TASK INSTRUCTIONS - Find every line in the data below that contains the string "riding" and copy each of those lines.

THE DATA -

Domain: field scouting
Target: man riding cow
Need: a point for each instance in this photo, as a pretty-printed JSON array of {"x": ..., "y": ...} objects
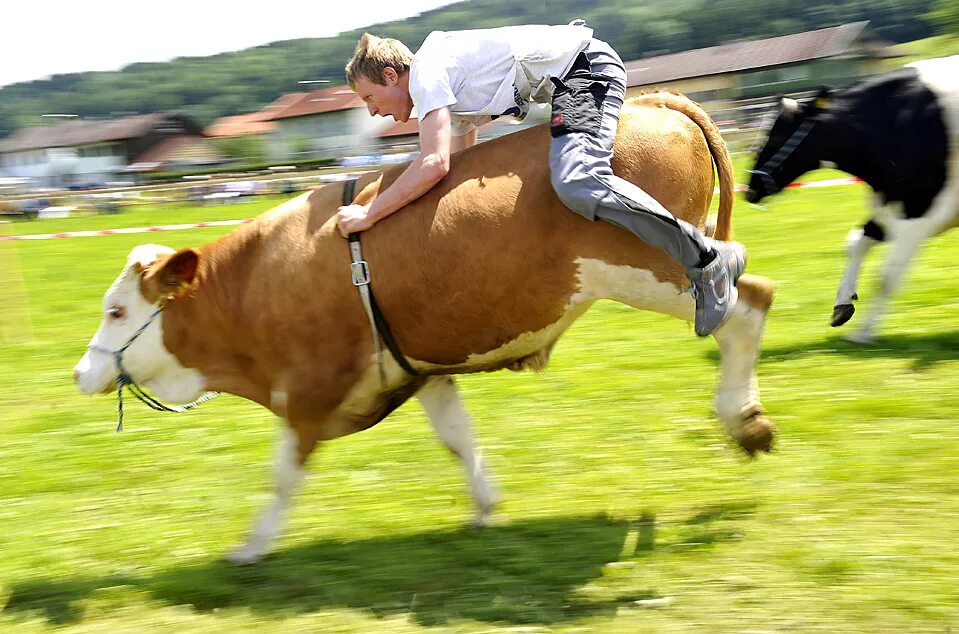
[{"x": 459, "y": 80}]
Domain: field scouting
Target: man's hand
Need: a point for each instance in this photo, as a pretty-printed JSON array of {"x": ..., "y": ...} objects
[{"x": 352, "y": 218}]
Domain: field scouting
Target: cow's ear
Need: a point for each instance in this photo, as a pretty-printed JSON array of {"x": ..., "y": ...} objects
[
  {"x": 788, "y": 107},
  {"x": 170, "y": 275},
  {"x": 822, "y": 99}
]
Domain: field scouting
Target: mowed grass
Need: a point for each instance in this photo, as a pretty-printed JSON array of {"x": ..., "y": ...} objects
[{"x": 625, "y": 508}]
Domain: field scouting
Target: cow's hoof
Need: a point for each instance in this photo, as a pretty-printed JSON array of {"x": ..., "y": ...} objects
[
  {"x": 841, "y": 313},
  {"x": 484, "y": 518},
  {"x": 756, "y": 433},
  {"x": 860, "y": 338},
  {"x": 244, "y": 556}
]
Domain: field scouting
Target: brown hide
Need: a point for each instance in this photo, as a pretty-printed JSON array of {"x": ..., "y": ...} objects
[{"x": 485, "y": 256}]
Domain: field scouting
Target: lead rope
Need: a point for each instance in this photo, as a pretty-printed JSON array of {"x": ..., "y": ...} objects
[{"x": 125, "y": 380}]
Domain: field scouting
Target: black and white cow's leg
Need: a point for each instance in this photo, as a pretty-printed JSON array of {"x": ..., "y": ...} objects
[
  {"x": 737, "y": 399},
  {"x": 442, "y": 403},
  {"x": 288, "y": 473},
  {"x": 858, "y": 244},
  {"x": 907, "y": 236}
]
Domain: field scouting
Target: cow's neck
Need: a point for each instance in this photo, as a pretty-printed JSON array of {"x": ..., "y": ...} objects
[
  {"x": 205, "y": 330},
  {"x": 854, "y": 147}
]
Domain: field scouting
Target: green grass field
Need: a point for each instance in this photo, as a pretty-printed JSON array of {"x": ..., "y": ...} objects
[{"x": 625, "y": 508}]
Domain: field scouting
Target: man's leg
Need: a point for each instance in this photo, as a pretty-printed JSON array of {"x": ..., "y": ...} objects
[{"x": 580, "y": 156}]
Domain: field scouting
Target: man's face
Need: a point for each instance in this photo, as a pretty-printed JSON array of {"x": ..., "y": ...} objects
[{"x": 392, "y": 99}]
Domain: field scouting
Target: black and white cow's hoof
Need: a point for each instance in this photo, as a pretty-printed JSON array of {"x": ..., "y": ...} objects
[{"x": 841, "y": 313}]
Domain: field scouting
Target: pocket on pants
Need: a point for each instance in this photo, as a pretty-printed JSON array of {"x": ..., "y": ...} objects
[{"x": 578, "y": 104}]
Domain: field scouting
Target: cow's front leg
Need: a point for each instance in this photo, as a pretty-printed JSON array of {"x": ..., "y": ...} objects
[
  {"x": 858, "y": 244},
  {"x": 291, "y": 457},
  {"x": 907, "y": 237},
  {"x": 442, "y": 403}
]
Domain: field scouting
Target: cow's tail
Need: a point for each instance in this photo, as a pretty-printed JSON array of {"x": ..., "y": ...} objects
[{"x": 717, "y": 148}]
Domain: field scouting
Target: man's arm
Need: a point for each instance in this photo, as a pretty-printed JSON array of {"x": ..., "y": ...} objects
[
  {"x": 462, "y": 142},
  {"x": 420, "y": 176}
]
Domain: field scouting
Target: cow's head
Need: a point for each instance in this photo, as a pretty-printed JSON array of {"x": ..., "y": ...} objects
[
  {"x": 151, "y": 276},
  {"x": 792, "y": 148}
]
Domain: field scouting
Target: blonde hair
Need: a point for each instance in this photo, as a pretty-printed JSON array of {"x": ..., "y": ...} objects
[{"x": 374, "y": 55}]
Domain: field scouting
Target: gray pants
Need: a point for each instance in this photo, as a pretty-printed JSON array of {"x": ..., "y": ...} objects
[{"x": 580, "y": 155}]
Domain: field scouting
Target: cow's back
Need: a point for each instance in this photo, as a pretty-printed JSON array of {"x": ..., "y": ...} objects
[{"x": 490, "y": 252}]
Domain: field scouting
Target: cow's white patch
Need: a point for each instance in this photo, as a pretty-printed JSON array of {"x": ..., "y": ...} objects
[
  {"x": 278, "y": 401},
  {"x": 905, "y": 236},
  {"x": 858, "y": 246},
  {"x": 636, "y": 287},
  {"x": 739, "y": 340},
  {"x": 442, "y": 403},
  {"x": 941, "y": 76},
  {"x": 288, "y": 473},
  {"x": 146, "y": 360}
]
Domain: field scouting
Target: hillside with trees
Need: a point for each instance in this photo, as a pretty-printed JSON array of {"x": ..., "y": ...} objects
[{"x": 245, "y": 81}]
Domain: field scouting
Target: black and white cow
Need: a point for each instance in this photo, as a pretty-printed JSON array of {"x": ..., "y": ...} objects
[{"x": 898, "y": 132}]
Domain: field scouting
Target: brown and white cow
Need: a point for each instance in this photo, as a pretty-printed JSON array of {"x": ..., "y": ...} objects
[{"x": 484, "y": 272}]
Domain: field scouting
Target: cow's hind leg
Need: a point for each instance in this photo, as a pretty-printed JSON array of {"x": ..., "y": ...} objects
[
  {"x": 737, "y": 400},
  {"x": 858, "y": 244},
  {"x": 442, "y": 403},
  {"x": 291, "y": 455}
]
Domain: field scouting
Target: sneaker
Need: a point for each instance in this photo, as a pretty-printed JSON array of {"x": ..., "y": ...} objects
[{"x": 714, "y": 289}]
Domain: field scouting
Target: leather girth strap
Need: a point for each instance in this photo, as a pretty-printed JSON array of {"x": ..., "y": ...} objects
[{"x": 361, "y": 279}]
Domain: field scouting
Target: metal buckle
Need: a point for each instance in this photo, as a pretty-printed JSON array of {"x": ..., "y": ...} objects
[{"x": 360, "y": 271}]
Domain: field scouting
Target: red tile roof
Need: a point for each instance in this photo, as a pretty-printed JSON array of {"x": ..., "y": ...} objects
[
  {"x": 740, "y": 56},
  {"x": 330, "y": 99},
  {"x": 240, "y": 125}
]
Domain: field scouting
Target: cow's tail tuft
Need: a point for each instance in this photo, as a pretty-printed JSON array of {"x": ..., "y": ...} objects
[{"x": 717, "y": 148}]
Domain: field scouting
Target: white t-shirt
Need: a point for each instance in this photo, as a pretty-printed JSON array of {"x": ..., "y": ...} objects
[{"x": 487, "y": 73}]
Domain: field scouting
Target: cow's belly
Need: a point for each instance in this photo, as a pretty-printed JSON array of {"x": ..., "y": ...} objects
[{"x": 375, "y": 395}]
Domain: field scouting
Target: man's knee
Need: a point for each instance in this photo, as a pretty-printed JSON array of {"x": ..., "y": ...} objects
[{"x": 574, "y": 196}]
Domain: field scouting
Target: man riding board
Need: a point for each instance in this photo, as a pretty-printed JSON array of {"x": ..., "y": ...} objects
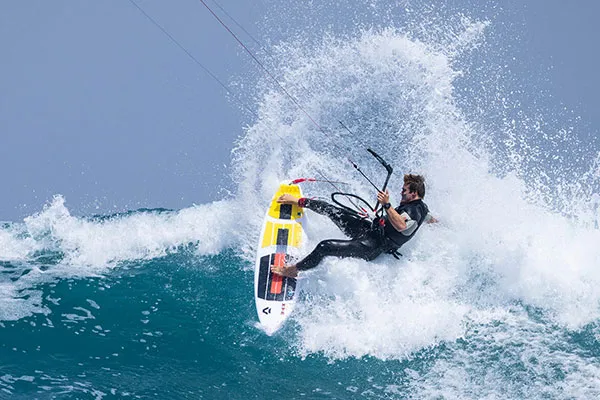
[{"x": 367, "y": 239}]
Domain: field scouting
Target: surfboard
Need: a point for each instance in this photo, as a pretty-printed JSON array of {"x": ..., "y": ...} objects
[{"x": 280, "y": 239}]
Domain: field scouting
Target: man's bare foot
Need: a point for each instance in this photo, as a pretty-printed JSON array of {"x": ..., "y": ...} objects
[
  {"x": 287, "y": 199},
  {"x": 289, "y": 271}
]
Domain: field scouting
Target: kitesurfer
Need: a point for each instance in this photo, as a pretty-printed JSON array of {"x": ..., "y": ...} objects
[{"x": 368, "y": 239}]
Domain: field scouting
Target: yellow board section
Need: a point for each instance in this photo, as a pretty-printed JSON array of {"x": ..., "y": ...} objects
[
  {"x": 288, "y": 226},
  {"x": 294, "y": 234},
  {"x": 275, "y": 209}
]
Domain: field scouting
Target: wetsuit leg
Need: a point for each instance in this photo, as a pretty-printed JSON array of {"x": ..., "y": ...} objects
[
  {"x": 367, "y": 248},
  {"x": 352, "y": 225}
]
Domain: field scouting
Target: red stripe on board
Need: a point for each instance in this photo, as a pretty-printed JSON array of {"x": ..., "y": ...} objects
[{"x": 277, "y": 280}]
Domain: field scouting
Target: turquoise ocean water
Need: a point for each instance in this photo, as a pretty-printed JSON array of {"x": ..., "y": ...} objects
[{"x": 500, "y": 300}]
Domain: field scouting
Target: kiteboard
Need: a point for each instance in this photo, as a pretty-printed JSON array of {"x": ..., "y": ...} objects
[{"x": 280, "y": 239}]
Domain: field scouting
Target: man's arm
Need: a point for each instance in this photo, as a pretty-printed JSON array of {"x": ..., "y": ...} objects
[
  {"x": 430, "y": 219},
  {"x": 398, "y": 221}
]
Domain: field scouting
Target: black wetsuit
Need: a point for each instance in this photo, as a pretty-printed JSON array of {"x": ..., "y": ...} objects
[{"x": 367, "y": 239}]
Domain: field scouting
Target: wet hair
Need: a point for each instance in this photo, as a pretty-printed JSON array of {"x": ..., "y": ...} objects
[{"x": 416, "y": 183}]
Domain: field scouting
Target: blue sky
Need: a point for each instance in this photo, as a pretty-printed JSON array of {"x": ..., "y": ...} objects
[{"x": 97, "y": 104}]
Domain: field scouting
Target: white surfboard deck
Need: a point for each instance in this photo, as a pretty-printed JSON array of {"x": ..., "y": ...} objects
[{"x": 281, "y": 236}]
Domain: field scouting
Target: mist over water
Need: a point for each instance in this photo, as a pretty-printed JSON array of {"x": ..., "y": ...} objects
[{"x": 500, "y": 299}]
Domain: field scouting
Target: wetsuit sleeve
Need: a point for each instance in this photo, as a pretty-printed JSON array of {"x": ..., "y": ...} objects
[{"x": 412, "y": 216}]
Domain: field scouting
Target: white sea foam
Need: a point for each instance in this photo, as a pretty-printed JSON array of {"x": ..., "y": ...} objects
[
  {"x": 500, "y": 242},
  {"x": 501, "y": 249}
]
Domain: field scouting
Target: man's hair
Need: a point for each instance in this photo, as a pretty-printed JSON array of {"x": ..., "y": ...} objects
[{"x": 416, "y": 183}]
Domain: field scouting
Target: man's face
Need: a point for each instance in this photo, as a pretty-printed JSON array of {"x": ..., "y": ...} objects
[{"x": 407, "y": 195}]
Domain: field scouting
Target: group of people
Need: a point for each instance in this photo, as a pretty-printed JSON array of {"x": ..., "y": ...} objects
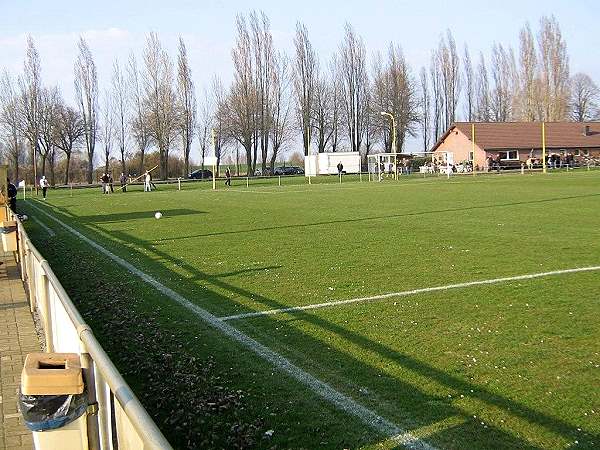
[{"x": 107, "y": 183}]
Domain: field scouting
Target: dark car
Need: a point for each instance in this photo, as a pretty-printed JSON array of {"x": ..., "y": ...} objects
[
  {"x": 289, "y": 170},
  {"x": 200, "y": 174}
]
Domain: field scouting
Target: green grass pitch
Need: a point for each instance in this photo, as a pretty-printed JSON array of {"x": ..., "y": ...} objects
[{"x": 514, "y": 364}]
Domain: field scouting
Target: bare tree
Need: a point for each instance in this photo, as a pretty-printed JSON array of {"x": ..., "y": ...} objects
[
  {"x": 238, "y": 109},
  {"x": 30, "y": 86},
  {"x": 107, "y": 129},
  {"x": 323, "y": 108},
  {"x": 503, "y": 69},
  {"x": 187, "y": 103},
  {"x": 68, "y": 132},
  {"x": 10, "y": 122},
  {"x": 482, "y": 101},
  {"x": 425, "y": 109},
  {"x": 204, "y": 124},
  {"x": 49, "y": 99},
  {"x": 219, "y": 132},
  {"x": 584, "y": 98},
  {"x": 159, "y": 99},
  {"x": 554, "y": 65},
  {"x": 262, "y": 44},
  {"x": 449, "y": 67},
  {"x": 139, "y": 117},
  {"x": 355, "y": 84},
  {"x": 336, "y": 95},
  {"x": 281, "y": 114},
  {"x": 86, "y": 89},
  {"x": 306, "y": 70},
  {"x": 469, "y": 85},
  {"x": 528, "y": 81},
  {"x": 437, "y": 95},
  {"x": 120, "y": 110}
]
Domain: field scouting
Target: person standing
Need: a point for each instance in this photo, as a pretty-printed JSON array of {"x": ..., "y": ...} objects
[
  {"x": 147, "y": 180},
  {"x": 123, "y": 181},
  {"x": 11, "y": 191},
  {"x": 44, "y": 185}
]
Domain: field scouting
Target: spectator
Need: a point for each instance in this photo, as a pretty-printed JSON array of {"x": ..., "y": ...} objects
[
  {"x": 123, "y": 181},
  {"x": 11, "y": 190},
  {"x": 44, "y": 185}
]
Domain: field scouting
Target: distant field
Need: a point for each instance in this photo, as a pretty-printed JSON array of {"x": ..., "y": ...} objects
[{"x": 512, "y": 363}]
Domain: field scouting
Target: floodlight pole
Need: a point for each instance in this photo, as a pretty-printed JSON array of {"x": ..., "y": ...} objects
[
  {"x": 394, "y": 150},
  {"x": 473, "y": 147},
  {"x": 544, "y": 147},
  {"x": 212, "y": 135}
]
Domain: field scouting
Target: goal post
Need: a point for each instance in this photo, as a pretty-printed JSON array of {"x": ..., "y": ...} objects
[{"x": 395, "y": 166}]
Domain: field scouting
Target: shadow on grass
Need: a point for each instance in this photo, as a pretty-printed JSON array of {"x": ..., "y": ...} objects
[
  {"x": 382, "y": 217},
  {"x": 134, "y": 215},
  {"x": 410, "y": 407}
]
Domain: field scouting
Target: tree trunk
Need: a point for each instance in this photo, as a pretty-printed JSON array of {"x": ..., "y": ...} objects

WRITTEN SOLUTION -
Target: man riding cow
Target: man riding board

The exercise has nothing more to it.